What to do:
Locate every line in the material below that contains the word "hoof" and copy each of those lines in full.

Data lines:
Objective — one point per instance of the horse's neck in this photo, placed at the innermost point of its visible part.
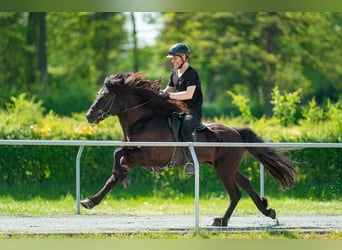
(131, 118)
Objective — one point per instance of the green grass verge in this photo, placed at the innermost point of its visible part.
(164, 206)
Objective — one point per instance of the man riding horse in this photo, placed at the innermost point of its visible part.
(186, 82)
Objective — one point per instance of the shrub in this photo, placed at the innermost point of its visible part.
(320, 172)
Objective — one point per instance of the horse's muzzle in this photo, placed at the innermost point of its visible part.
(92, 116)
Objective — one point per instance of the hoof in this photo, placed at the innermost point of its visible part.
(87, 203)
(218, 222)
(272, 214)
(126, 182)
(264, 200)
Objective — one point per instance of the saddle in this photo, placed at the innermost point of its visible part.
(175, 123)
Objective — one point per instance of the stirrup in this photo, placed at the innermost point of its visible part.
(189, 169)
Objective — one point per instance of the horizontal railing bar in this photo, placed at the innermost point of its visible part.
(169, 144)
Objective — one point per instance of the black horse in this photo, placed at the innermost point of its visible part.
(143, 116)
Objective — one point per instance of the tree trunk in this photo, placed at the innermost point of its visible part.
(135, 44)
(271, 33)
(36, 68)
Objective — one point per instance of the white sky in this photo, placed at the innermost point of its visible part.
(146, 32)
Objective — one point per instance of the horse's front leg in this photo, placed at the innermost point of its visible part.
(119, 173)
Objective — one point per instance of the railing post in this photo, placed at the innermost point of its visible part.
(262, 180)
(78, 179)
(194, 158)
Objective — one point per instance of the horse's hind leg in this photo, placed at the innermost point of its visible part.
(227, 177)
(118, 174)
(260, 202)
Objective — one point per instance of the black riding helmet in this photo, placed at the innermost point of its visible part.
(179, 49)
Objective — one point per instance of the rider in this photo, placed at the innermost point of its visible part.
(185, 80)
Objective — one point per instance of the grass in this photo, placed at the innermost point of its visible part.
(169, 206)
(164, 206)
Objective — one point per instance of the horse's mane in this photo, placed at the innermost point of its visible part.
(144, 89)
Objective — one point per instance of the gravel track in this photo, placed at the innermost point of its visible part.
(79, 224)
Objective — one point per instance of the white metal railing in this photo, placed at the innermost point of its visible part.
(82, 143)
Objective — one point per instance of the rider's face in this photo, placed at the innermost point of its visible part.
(177, 60)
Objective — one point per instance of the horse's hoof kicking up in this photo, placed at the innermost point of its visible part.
(126, 182)
(87, 203)
(219, 222)
(272, 214)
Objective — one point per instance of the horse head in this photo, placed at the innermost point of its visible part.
(129, 91)
(107, 101)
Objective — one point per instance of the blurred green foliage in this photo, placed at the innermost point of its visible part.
(53, 167)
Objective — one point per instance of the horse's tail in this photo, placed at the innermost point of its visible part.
(279, 166)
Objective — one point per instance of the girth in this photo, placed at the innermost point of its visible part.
(175, 123)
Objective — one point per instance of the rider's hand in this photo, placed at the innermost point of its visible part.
(164, 94)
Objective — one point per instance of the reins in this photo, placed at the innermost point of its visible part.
(132, 108)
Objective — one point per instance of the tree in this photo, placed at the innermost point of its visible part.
(36, 68)
(255, 51)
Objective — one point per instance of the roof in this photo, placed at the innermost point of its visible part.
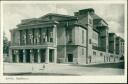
(59, 15)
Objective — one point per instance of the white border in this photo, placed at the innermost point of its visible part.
(65, 79)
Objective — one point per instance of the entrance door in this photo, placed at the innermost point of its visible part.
(42, 55)
(70, 57)
(28, 56)
(51, 55)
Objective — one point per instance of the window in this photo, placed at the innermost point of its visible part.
(82, 51)
(82, 36)
(90, 41)
(90, 21)
(94, 53)
(101, 54)
(51, 39)
(43, 37)
(69, 35)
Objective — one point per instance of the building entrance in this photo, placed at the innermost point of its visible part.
(42, 55)
(70, 57)
(28, 56)
(51, 55)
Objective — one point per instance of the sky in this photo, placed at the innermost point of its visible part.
(113, 14)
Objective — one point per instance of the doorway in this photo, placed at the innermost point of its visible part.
(51, 55)
(42, 55)
(70, 57)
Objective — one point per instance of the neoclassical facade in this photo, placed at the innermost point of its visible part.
(55, 38)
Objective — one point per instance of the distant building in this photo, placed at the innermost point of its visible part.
(56, 38)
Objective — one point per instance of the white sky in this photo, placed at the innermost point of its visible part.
(113, 14)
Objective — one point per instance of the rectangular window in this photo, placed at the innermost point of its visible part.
(94, 53)
(51, 39)
(82, 51)
(101, 54)
(90, 21)
(90, 41)
(82, 36)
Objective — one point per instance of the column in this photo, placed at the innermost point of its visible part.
(10, 55)
(55, 56)
(17, 56)
(31, 56)
(24, 56)
(47, 55)
(38, 55)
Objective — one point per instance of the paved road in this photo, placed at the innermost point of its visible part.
(76, 70)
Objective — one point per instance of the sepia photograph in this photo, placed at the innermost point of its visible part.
(63, 39)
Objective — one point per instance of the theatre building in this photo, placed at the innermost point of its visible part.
(56, 38)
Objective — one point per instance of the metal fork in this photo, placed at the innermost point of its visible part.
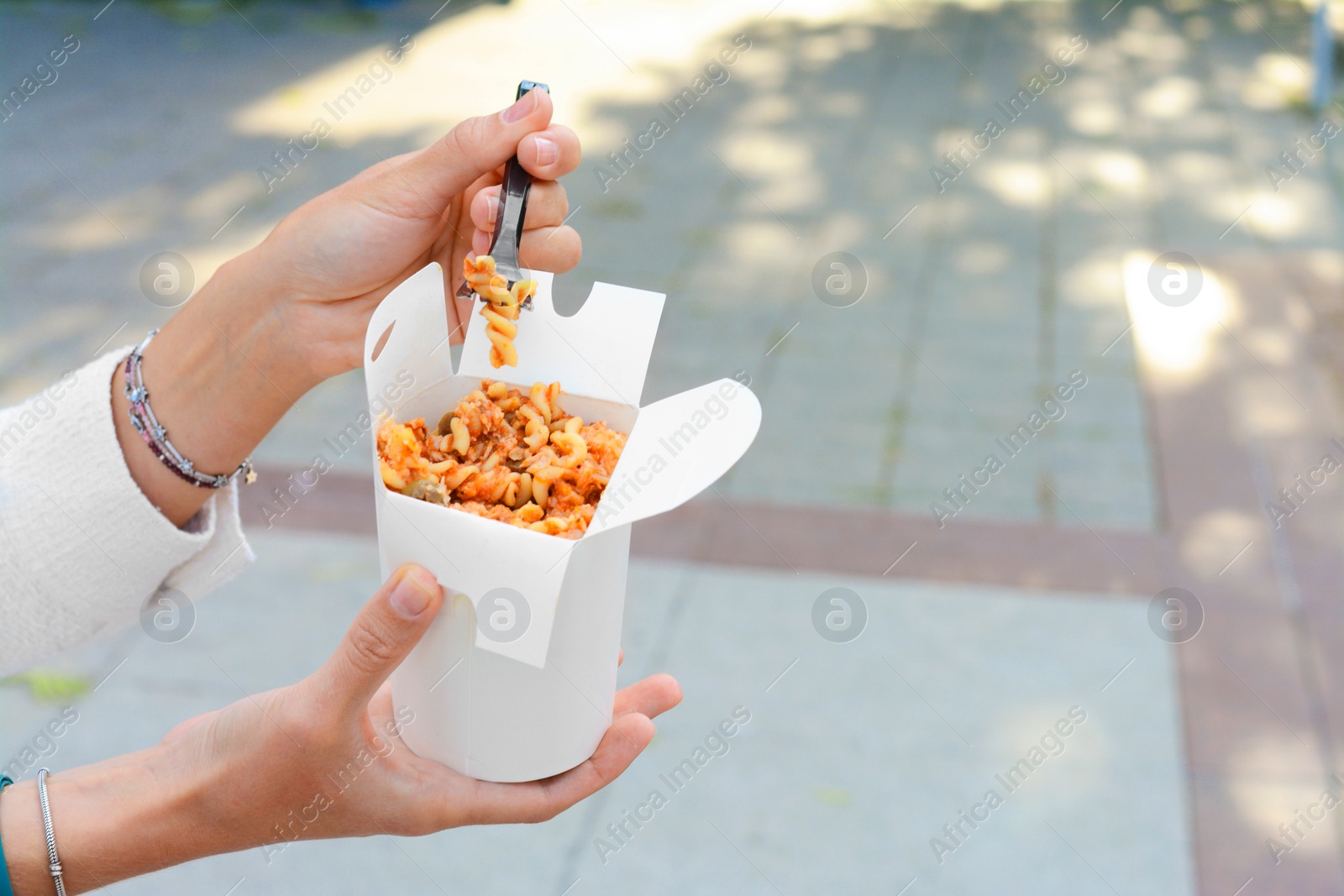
(508, 221)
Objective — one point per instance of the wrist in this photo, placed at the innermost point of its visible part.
(113, 820)
(219, 375)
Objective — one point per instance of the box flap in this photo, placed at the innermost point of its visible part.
(601, 352)
(418, 342)
(678, 449)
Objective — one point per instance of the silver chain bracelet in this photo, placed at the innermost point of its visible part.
(156, 437)
(51, 833)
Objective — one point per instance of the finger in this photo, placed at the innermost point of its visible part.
(382, 634)
(467, 152)
(649, 698)
(546, 206)
(622, 743)
(554, 249)
(549, 155)
(537, 801)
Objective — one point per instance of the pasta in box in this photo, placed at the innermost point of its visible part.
(515, 679)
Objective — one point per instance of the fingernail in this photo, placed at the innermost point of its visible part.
(519, 109)
(546, 150)
(413, 593)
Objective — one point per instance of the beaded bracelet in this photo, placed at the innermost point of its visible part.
(6, 887)
(156, 437)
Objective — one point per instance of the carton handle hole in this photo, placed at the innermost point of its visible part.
(382, 342)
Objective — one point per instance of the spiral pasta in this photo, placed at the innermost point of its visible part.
(501, 307)
(506, 456)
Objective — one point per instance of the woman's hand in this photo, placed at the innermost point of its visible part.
(260, 773)
(336, 257)
(292, 312)
(292, 741)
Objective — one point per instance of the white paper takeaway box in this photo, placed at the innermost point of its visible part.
(528, 692)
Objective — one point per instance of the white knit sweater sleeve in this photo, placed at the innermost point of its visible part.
(82, 550)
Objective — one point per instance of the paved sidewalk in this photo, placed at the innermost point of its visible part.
(853, 759)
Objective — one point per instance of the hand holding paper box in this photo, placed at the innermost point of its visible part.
(515, 679)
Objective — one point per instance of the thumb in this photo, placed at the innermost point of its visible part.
(474, 148)
(381, 637)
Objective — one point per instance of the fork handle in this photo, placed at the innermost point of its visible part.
(517, 183)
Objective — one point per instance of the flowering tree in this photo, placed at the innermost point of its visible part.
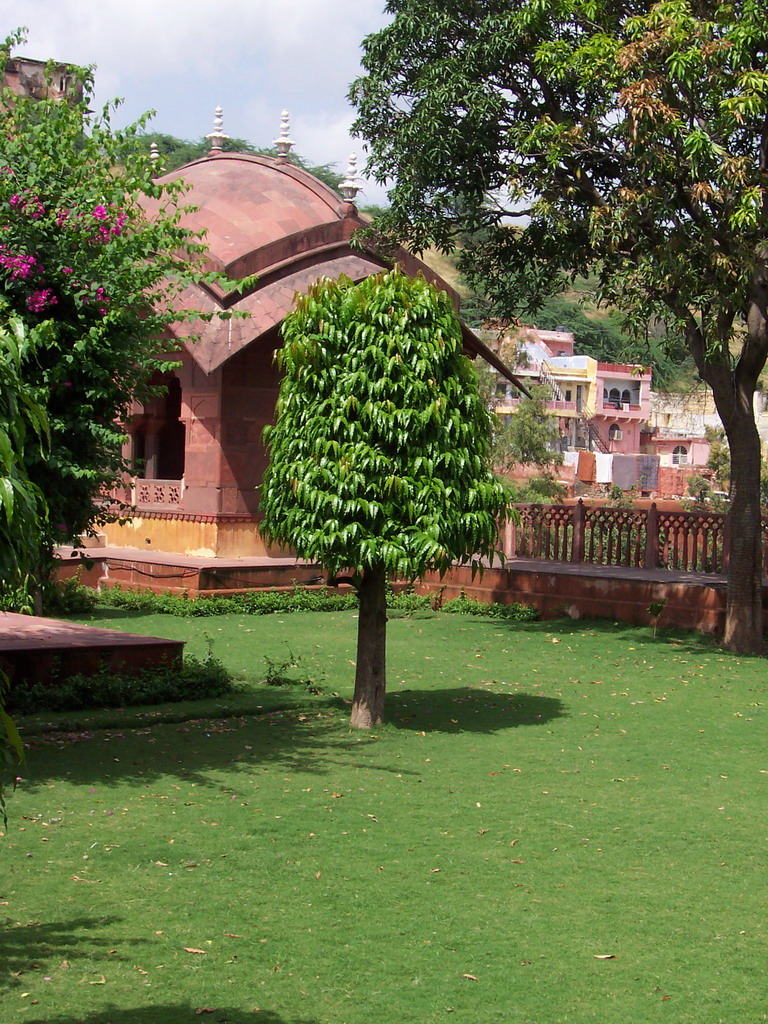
(379, 457)
(83, 265)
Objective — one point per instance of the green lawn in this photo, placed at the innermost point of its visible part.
(545, 796)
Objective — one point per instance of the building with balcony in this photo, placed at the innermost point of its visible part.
(600, 406)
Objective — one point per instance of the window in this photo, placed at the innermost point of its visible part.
(679, 455)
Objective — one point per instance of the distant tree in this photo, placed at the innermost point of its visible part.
(174, 153)
(532, 432)
(24, 429)
(628, 139)
(92, 278)
(379, 457)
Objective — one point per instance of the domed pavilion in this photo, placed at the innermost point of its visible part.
(198, 451)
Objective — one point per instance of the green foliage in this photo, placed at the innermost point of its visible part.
(194, 681)
(24, 438)
(380, 449)
(515, 611)
(174, 153)
(588, 119)
(69, 597)
(282, 672)
(530, 434)
(257, 602)
(91, 275)
(702, 497)
(543, 489)
(567, 137)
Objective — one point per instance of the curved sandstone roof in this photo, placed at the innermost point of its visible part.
(265, 216)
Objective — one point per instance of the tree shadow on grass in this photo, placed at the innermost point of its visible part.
(174, 1014)
(469, 709)
(25, 948)
(314, 741)
(688, 640)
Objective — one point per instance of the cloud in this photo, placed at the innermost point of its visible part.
(252, 56)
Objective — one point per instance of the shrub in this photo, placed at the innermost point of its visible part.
(69, 597)
(257, 602)
(470, 606)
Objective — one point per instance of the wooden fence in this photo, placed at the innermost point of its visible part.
(694, 542)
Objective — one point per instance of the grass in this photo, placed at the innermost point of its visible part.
(543, 796)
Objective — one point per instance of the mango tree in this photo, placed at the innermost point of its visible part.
(379, 456)
(629, 139)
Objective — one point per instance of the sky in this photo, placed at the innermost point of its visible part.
(184, 57)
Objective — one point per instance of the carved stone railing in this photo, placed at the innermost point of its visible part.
(157, 493)
(147, 494)
(693, 542)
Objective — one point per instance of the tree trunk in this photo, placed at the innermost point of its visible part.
(743, 613)
(370, 679)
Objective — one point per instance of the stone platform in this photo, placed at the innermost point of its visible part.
(35, 649)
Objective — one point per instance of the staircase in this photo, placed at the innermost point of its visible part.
(597, 438)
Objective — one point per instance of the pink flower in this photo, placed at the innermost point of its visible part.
(40, 299)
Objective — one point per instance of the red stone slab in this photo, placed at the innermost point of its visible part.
(39, 649)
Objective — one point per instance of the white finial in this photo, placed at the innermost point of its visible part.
(284, 142)
(217, 136)
(351, 183)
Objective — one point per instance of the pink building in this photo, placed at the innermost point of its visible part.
(623, 404)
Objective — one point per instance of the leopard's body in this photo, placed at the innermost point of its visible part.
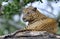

Task response:
Objective — one point per instance of the hoof in this photo, placed at the innermost point of its visible part.
Objective — one point per instance of the horse's hoof kicking up in this photo, placed at the innermost point of its visible part.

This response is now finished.